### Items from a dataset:
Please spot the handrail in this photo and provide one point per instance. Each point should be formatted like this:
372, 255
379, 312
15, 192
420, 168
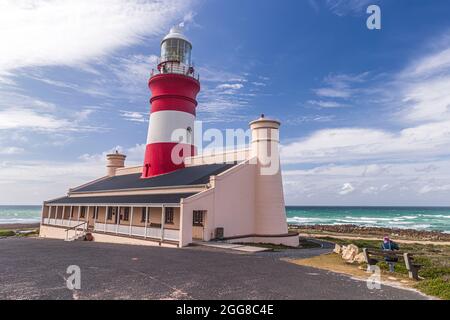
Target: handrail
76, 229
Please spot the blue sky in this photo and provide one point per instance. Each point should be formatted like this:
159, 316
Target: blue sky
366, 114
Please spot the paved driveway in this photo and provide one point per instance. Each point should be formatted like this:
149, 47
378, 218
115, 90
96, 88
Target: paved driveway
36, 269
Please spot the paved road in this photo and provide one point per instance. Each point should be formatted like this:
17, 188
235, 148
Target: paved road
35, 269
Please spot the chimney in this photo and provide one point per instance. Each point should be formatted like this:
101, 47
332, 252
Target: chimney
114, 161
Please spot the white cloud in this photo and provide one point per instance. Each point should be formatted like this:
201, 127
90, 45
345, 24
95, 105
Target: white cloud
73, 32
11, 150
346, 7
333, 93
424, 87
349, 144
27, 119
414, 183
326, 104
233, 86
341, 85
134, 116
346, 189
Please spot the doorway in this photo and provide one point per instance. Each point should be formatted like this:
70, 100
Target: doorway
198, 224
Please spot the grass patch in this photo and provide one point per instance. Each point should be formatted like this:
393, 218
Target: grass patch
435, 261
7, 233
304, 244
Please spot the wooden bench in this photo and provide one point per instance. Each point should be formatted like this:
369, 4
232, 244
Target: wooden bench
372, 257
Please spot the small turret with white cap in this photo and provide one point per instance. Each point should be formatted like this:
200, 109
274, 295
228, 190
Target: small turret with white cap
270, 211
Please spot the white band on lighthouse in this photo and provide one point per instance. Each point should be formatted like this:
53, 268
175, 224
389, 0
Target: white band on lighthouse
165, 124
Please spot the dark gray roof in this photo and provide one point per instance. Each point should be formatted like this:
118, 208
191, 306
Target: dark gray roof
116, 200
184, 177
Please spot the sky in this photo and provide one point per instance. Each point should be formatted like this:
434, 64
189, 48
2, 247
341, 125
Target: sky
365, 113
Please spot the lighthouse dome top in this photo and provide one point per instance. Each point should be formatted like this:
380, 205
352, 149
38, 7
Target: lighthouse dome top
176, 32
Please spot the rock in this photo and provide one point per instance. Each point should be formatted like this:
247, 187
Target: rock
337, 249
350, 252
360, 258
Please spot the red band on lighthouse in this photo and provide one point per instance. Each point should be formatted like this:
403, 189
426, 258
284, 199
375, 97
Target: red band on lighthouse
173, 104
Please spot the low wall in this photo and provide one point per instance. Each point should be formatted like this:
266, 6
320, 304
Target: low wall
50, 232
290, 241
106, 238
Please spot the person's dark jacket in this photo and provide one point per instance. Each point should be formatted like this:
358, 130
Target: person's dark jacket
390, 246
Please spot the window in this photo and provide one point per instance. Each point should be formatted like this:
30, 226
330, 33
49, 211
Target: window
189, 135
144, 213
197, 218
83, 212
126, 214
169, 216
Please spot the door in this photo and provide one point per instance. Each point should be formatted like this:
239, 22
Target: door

### PROBLEM DETAILS:
In the copy, each entry above must match exactly, and no picture may be carried over.

### ANSWER SPACE:
Please spot the handrail in this photo and provide one point per instance. Each point should be formatted like this:
372, 255
379, 312
15, 192
420, 168
Target: handrail
76, 229
Please spot the blue sky in this photo and provide one point per instance. Each point should be formatted like this:
159, 316
Target: blue sky
366, 114
Please spot the paved driveway in this photo and provide one point per instance. Each point should be formatted like this:
149, 47
378, 218
115, 90
96, 88
Target: paved driveway
36, 269
Please spot the paved road in this photo and provide one point per instance. Each point should be formatted like this:
17, 188
235, 148
Target: paved road
35, 269
Please spot the chimney in this photo and provide one point per instance. Each point should be formatted like this:
101, 47
332, 252
Target: chimney
114, 161
Please spot the white cloud in this photo and provide one point per instance. Each point should be formatted like this:
201, 127
90, 45
345, 24
95, 105
Target: white cloud
73, 32
11, 150
346, 7
333, 93
424, 87
349, 144
27, 119
414, 183
326, 104
233, 86
341, 85
134, 116
346, 189
Please spot the doorway in this photo and provide one point per instance. Each point should be formatted like this:
70, 100
Target: doorway
198, 224
Please spot the grass patch in this photo and provide one point per instance. Each point should be formatted like this:
393, 218
Target: grass patch
435, 261
7, 233
304, 244
Please spot the wooden bench in this photo and provide one point per instance. Each point should be formatted like this:
369, 4
232, 244
Target: wooden bench
372, 257
Please spot the small turret with white cap in this photo and provide one point per instance. Each point should be formatted like this:
200, 109
274, 295
228, 190
Target: small turret with white cap
270, 211
Please spot the white band on lighthouse in this photo and provide one point per instance. Each point should be formatted like this:
53, 268
175, 224
389, 0
Target: white band on lighthouse
165, 124
Please spot the dark gray roof in this photo and provide one point per instance. Each point should be formatted like this:
118, 208
191, 306
Target: dark gray roof
116, 200
184, 177
Please spot the sky in this photo and provide one point per instance. Each point should be formatted like this:
434, 64
189, 48
2, 247
341, 125
Target: sky
365, 113
Please spot the lighthouse dome top in this photo and provide one point per instance. Each point should be formatted like this:
380, 205
352, 149
38, 7
Target: lighthouse dome top
176, 32
Please spot the rock in this photo and provide one point per instance. Each point should be formatted like this:
247, 187
Target: rock
337, 249
350, 252
360, 258
Please spot the red band on lighthouse in this photo and provide one point per instance. Each point should be formatted like this:
403, 189
426, 258
284, 199
375, 97
Target: red band on lighthouse
173, 104
Please spot the low wall in this photo and provide one point per instance. Each point should be formatted like this:
266, 6
320, 304
Target: low wall
50, 232
290, 241
106, 238
Please spot the person's dark jacket in this photo and provide one point per instance. Each point should be formatted like this:
358, 130
Target: person's dark jacket
390, 246
Please spot the window in this photo and provide one point per instance. Each point should be formatted like this:
30, 226
330, 33
49, 211
Target: window
189, 135
144, 213
197, 218
83, 212
126, 214
169, 216
Please spot the door in this photo and provide one point per instance. Each point should be formatted like this:
239, 22
Target: door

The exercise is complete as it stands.